begin Text passage
Keyword Analysis

2.1.1 Purpose

In this section, we will use text mining methods to derive information from the text of keywords. We explore the frequency, coverage, and the relationship between keywords, therefore identifying keywords which are important for our further analysis and model building.

2.1.2 Pre-prepare: install R packages and import data

library(knitr)
library(readxl)
library(tidyverse)
library(tidytext)
library(igraph)
library(ggraph)
library(textstem)
library(RSQLite)
library(plotly)

data <- read_excel("~/Downloads//paper_keyword.xlsx")

2.1.3 Data transformation

2.1.3.1 Keyword cleaning

We transform the data into a tibble (tibbles are a modern take on data frames) and add the row number with the column name ‘document’. We clean the data by removing certain special characters and irrelevant information from the ‘keyword’ column.

data2 <- as_tibble(data) %>%
  mutate(keyword = tolower(str_trim(sub("((Pages|Size|\\().*)|(Â|®)", "", keyword), "left")), document = row_number()) %>%
  select(document, title, keyword)
kable(data2[1:10,])

document	title	keyword
1	MARKUP: The Power of Choice and Change	code from github eric gebhart, sas institute inc.
2	A Tutorial on Reduced Error Logistic Regression	updated jsm 2008 paper
3	The SAS Supervisor	sas communities page
4	Introduction to the Macro Language	macro
5	Unlimiting a Limited Macro Environment	macro
6	The Right Approach to Learning PROC TABULATE	tabulate
7	SAS Macro Environments: Local and Global	macro
8	Introduction to the Macro Language	macro
9	The Right Approach to Learning PROC TABULATE	tabulate
10	Conquering the Dreaded Macro Error	macro

2.1.3.2 Tokenization

we need to split the text into individual words (a process called tokenization) and transform it to a tidy data structure (i.e. each word has its own row). To do this, we use tidytext’s unnest_tokens() function. We remove duplicates so that if a word appeared in a paper multiple times, it will be counted only once. We also remove keywords that contain numbers only (e.g. years).
end Text passage
begin Dataset section
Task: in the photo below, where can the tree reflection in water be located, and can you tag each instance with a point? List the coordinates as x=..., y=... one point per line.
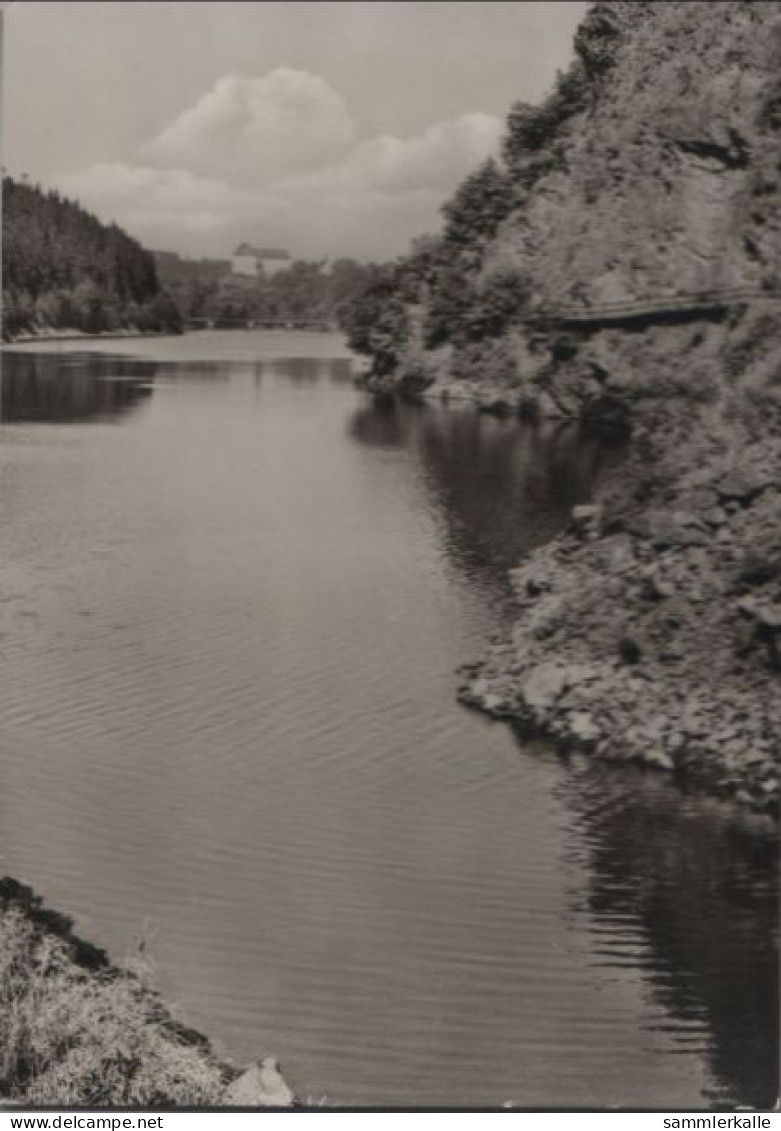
x=502, y=486
x=45, y=388
x=677, y=889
end Dataset section
What the task asks:
Decide whether each statement agrees with the keyword analysis text above, answering yes or no and quoting the words of the text that settle it. 1. A word that appears several times in one paper is counted once. 2. Keywords made up only of numbers are kept for the analysis. 3. The column holding the row number is named 'title'.

Full solution:
1. Yes: "We remove duplicates so that if a word appeared in a paper multiple times, it will be counted only once."
2. No: "We also remove keywords that contain numbers only (e.g. years)."
3. No: "add the row number with the column name ‘document’"